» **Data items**
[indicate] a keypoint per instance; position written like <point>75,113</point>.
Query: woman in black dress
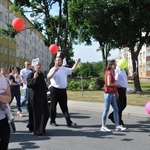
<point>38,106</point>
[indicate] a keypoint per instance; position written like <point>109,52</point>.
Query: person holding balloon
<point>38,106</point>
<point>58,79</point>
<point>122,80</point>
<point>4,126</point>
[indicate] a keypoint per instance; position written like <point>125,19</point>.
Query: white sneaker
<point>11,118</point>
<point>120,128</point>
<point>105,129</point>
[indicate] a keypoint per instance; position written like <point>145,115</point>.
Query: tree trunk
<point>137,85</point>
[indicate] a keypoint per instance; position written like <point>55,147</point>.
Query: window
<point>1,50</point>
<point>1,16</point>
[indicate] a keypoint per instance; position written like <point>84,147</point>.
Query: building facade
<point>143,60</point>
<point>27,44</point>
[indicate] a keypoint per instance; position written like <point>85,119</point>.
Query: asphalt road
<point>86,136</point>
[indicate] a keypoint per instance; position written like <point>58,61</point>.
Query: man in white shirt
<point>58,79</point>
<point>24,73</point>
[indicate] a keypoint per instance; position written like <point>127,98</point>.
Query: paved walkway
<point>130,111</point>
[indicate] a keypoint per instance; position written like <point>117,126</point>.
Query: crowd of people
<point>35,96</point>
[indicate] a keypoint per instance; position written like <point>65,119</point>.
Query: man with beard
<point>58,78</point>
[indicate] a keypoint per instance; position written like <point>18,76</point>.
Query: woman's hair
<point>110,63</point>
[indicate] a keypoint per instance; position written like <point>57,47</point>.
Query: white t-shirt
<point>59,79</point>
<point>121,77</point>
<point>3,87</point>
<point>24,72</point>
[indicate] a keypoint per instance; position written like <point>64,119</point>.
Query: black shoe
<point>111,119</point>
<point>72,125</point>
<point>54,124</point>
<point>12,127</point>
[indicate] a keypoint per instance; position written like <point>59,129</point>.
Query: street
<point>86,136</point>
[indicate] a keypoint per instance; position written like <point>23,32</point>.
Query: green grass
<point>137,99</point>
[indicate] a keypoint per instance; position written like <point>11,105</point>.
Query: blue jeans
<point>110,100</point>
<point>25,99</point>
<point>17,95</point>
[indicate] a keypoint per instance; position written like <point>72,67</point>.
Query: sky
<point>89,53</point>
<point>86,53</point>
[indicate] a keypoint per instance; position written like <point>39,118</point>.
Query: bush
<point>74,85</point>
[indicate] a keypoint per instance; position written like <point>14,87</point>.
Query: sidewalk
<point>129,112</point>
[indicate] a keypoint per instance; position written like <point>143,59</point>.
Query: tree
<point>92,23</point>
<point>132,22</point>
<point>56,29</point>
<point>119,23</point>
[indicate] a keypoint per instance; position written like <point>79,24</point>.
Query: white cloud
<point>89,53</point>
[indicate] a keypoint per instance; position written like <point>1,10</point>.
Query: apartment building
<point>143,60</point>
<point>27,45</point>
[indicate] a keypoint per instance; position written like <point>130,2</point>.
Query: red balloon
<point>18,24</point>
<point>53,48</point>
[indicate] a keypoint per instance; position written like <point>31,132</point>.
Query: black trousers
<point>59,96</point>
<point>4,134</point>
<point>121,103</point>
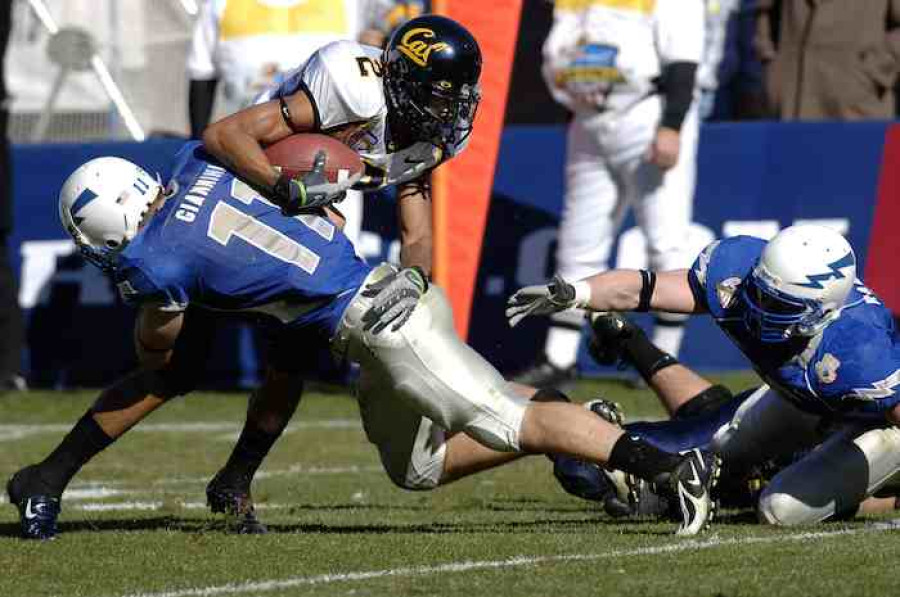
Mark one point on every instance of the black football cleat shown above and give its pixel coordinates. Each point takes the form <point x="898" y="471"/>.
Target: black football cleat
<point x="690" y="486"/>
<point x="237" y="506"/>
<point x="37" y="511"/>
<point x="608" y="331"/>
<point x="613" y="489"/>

» **WHAT YOU SHOULD DO**
Reproduce every line above word for word; no images.

» **TASK OUTPUT**
[indicate] a keypoint per instance; position written like <point>75,113</point>.
Query: woman in black dress
<point>38,106</point>
[indicate] a keypoint per instance; position written like <point>109,52</point>.
Query: person holding balloon
<point>38,106</point>
<point>58,79</point>
<point>122,80</point>
<point>4,126</point>
[indicate] a keypoint per instance; position written like <point>125,19</point>.
Query: white sneaker
<point>11,118</point>
<point>120,128</point>
<point>105,129</point>
[indicate] a keypoint per instance; position written like <point>145,115</point>.
Query: tree trunk
<point>137,85</point>
[indicate] a keypoint per instance; position written like <point>55,147</point>.
Query: window
<point>1,50</point>
<point>1,16</point>
[indicate] a keypoint per instance; position written like <point>84,147</point>.
Query: building facade
<point>143,60</point>
<point>27,44</point>
[indicate] a keypoint per instance; position written like <point>85,119</point>.
Query: asphalt road
<point>86,136</point>
[indicate] a keypoint per instance; position written like <point>58,61</point>.
Query: man in white shirt
<point>58,79</point>
<point>24,73</point>
[indicate] a keypoint per instance; position written like <point>127,98</point>.
Query: paved walkway
<point>130,111</point>
[indicate] a keypoint per instance; position written like <point>117,126</point>.
Query: crowd of people
<point>35,96</point>
[indicate] a keypoint per instance; position written like <point>65,119</point>.
Query: man with beard
<point>58,78</point>
[indicate] a keypoint per instance; position written like <point>18,76</point>.
Query: woman's hair
<point>110,63</point>
[indicate] a keypoint per instance; position written like <point>57,47</point>.
Query: white t-shirt
<point>59,79</point>
<point>121,77</point>
<point>3,87</point>
<point>24,72</point>
[indicate] a keypoint per instance; position written like <point>64,119</point>.
Query: black shoe
<point>111,119</point>
<point>72,125</point>
<point>54,124</point>
<point>12,127</point>
[indicate] a keypoint per instance; position written like <point>59,129</point>.
Query: street
<point>86,136</point>
[indicate] a keypoint per instance; position written like <point>23,32</point>.
Query: green grass
<point>137,99</point>
[indicate] a keypoint per instance; position written like <point>11,105</point>.
Query: blue jeans
<point>110,100</point>
<point>25,99</point>
<point>17,95</point>
[indicate] a keypoint per instance; position written like <point>72,67</point>.
Query: sky
<point>89,53</point>
<point>86,53</point>
[indicate] a keypoint per instance; position written like <point>39,118</point>.
Query: bush
<point>74,85</point>
[indicate] a keypoint per instance; position written like <point>14,87</point>.
Query: sidewalk
<point>129,112</point>
[indicate] a keypoint per instance; position written like <point>143,59</point>.
Query: tree
<point>92,23</point>
<point>132,22</point>
<point>56,29</point>
<point>119,23</point>
[indicate] a keypoint per instance; position written like <point>79,24</point>.
Query: white cloud
<point>89,53</point>
[indicate] a keypoint per instance; position written like <point>1,10</point>.
Query: apartment building
<point>143,60</point>
<point>27,45</point>
[indicate] a keypoint per instance; position written like <point>130,2</point>.
Query: red balloon
<point>18,24</point>
<point>53,48</point>
[indicate] a keypoint per instance; position written like <point>31,132</point>.
Query: black trousers
<point>59,96</point>
<point>4,134</point>
<point>121,103</point>
Mark one point on every instance of the black football cleat shown above and give its pixel coordinates. Each point takes the form <point x="898" y="471"/>.
Target: black football cleat
<point x="690" y="486"/>
<point x="237" y="506"/>
<point x="37" y="511"/>
<point x="608" y="331"/>
<point x="613" y="489"/>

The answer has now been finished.